# Work to be completed:
Your task is to retype every entry exactly, omitting nothing.

# Data for review:
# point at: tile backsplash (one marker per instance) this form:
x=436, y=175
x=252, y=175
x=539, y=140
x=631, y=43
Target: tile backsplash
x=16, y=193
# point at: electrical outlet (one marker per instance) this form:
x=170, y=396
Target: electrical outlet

# Solution for this problem:
# point at: tile backsplash (one marker per instance) this form:
x=436, y=175
x=252, y=175
x=539, y=140
x=631, y=43
Target: tile backsplash
x=16, y=193
# point at: electrical outlet (one marker per instance) this form:
x=170, y=396
Target: electrical outlet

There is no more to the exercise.